_RECORDS FOR THE EXERCISE:_
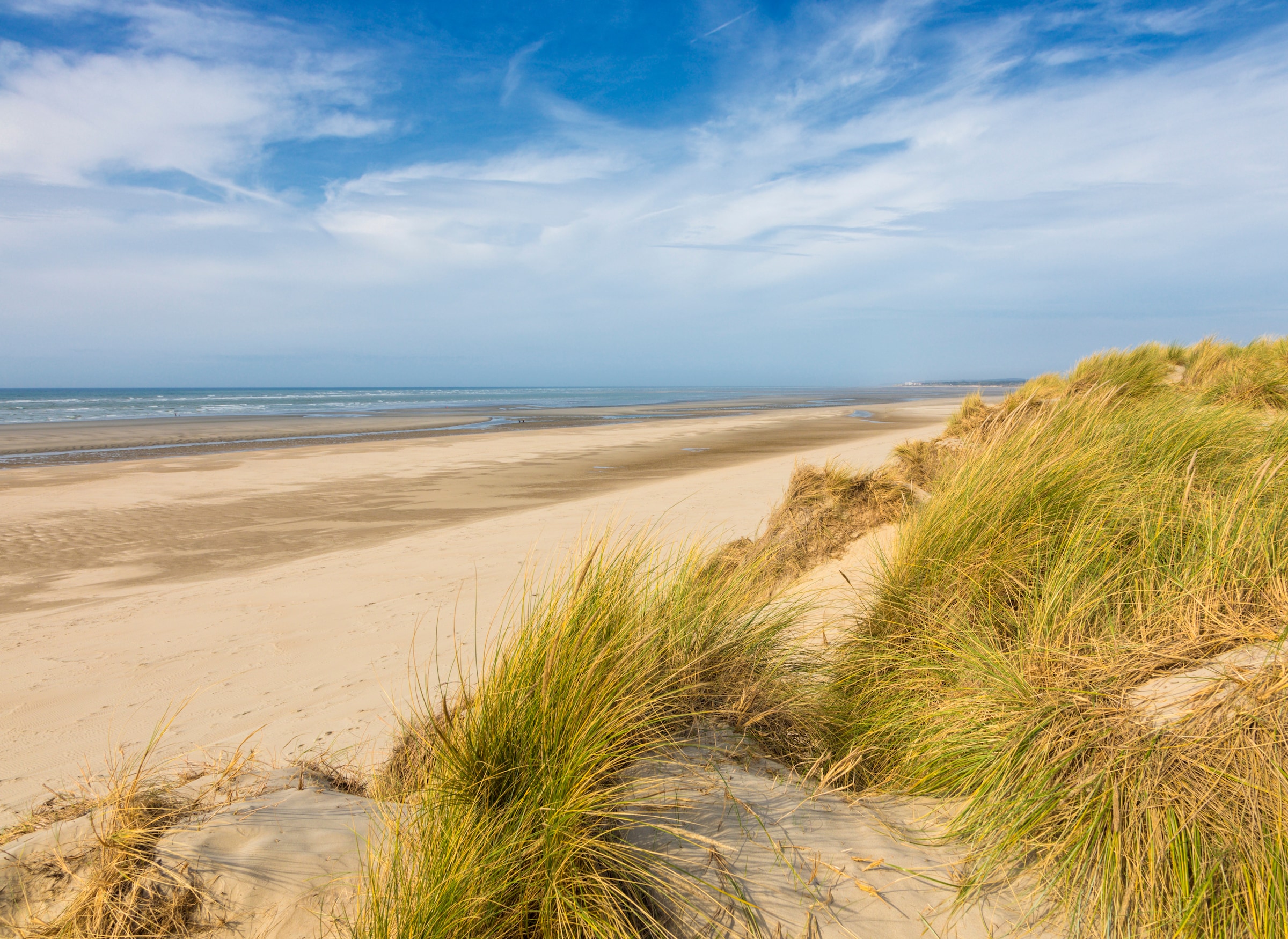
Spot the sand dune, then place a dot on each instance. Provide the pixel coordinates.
(281, 590)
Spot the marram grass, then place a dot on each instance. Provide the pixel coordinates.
(1087, 535)
(1092, 532)
(512, 794)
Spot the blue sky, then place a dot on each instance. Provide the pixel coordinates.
(518, 194)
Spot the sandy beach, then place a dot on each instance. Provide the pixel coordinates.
(282, 593)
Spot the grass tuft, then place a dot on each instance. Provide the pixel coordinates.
(514, 791)
(1073, 551)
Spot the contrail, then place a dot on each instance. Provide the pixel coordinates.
(723, 26)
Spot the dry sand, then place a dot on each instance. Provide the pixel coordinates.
(279, 592)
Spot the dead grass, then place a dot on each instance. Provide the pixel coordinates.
(115, 886)
(822, 513)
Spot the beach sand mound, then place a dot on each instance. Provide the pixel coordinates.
(757, 850)
(272, 854)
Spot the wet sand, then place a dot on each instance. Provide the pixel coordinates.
(284, 588)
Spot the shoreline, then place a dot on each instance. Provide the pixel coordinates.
(138, 438)
(293, 586)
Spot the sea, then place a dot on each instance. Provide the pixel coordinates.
(27, 406)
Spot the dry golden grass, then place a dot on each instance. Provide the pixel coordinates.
(1087, 535)
(115, 886)
(823, 510)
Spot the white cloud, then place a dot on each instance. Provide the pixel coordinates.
(195, 94)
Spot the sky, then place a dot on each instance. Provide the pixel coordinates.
(649, 192)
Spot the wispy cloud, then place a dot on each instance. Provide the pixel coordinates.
(876, 196)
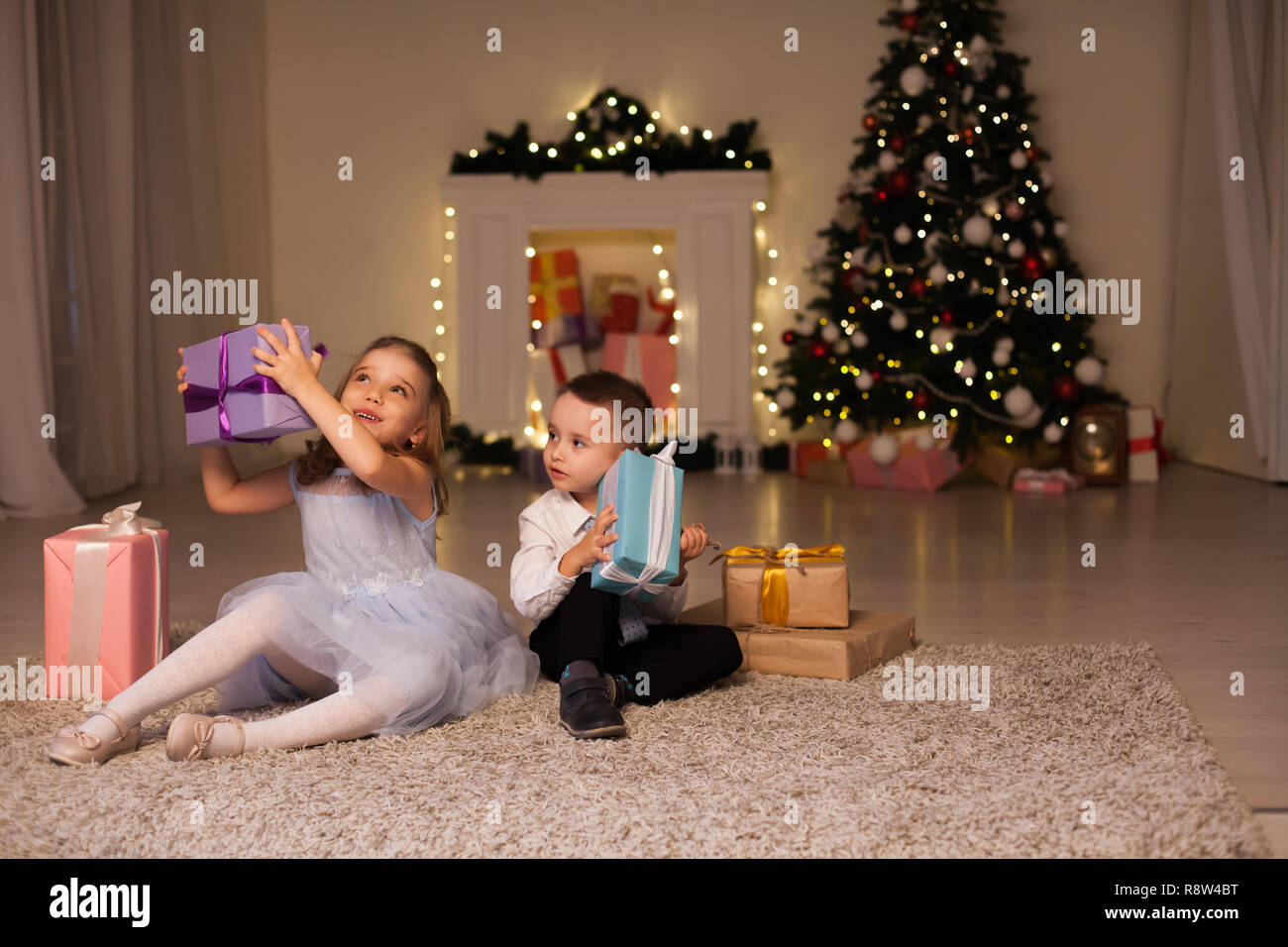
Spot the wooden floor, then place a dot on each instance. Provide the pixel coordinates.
(1197, 566)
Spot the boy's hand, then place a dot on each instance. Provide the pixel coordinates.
(591, 547)
(287, 365)
(694, 540)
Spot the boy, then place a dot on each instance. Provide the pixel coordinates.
(600, 647)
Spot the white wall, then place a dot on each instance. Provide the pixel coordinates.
(399, 85)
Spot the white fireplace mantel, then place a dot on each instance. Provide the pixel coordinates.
(711, 214)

_SET PROBLEM:_ Reproduce the records above, replacing "place a dot" with "put a point" wherever it occurs and changing nothing else. Leave the pictures out.

_EXERCISE ANSWER:_
Spot the sand dune, then put a point on each instance. Provide the pixel coordinates.
(281, 590)
Spot the marram grass, then put a point on each instance. Provide the pixel coordinates.
(1087, 535)
(1092, 532)
(512, 794)
Spot the blue sky, then put a point on each instance. Provide the pixel coordinates.
(518, 194)
Spot the sandy beach, then put a point on each instance. Provide the pixel coordinates.
(282, 593)
Spot the grass tuft, then put a point on each instance. Provide the pixel coordinates.
(514, 791)
(1073, 551)
Spot the contrail, then put a point on each instance. Provide the pixel coordinates.
(723, 26)
Spot the dry sand, then put a point on each instance. Provide the pixel coordinates.
(279, 592)
Spot the dead grass, then put a point on each instance. Provide the pixel coordinates.
(115, 886)
(822, 513)
Spot the beach sand mound, then put a point on each instance. Provide the pixel coordinates.
(757, 850)
(272, 854)
Spot the wet sand, then put a point on each instance. Provide the pixel coordinates.
(284, 588)
Spot the shoreline, then put a point on each instance. Provide the pixel coordinates.
(138, 438)
(293, 586)
Spot the sea, then put a point on each instance. Provide the pixel coordinates.
(27, 406)
Spot the dry golden grass, then put a point on each instance. Provide the pixel coordinates.
(1087, 535)
(115, 886)
(823, 510)
Spot the white cloud, then put a point on each instance. Provide the pixel coordinates.
(195, 94)
Spot the sky, then put a point on each instance. Provide the pixel coordinates.
(649, 192)
Spot the wispy cloud, then put a point on each instance. Provide the pixel coordinates.
(876, 196)
Spot the wooden floor, then put a point on each instance. Provide the pixel coordinates.
(1197, 566)
Spot the boy's hand, then put a point on each instance. Provide the pixel coordinates.
(591, 547)
(287, 365)
(694, 540)
Spot the boy, then put a point on each instance. Provide the pixel coordinates.
(600, 647)
Spot the white wall, then put a point on each instance. Provide the pixel coordinates.
(399, 85)
Spot the white fireplace mantel, then put a point on each instance. Provide the pixel coordinates.
(711, 214)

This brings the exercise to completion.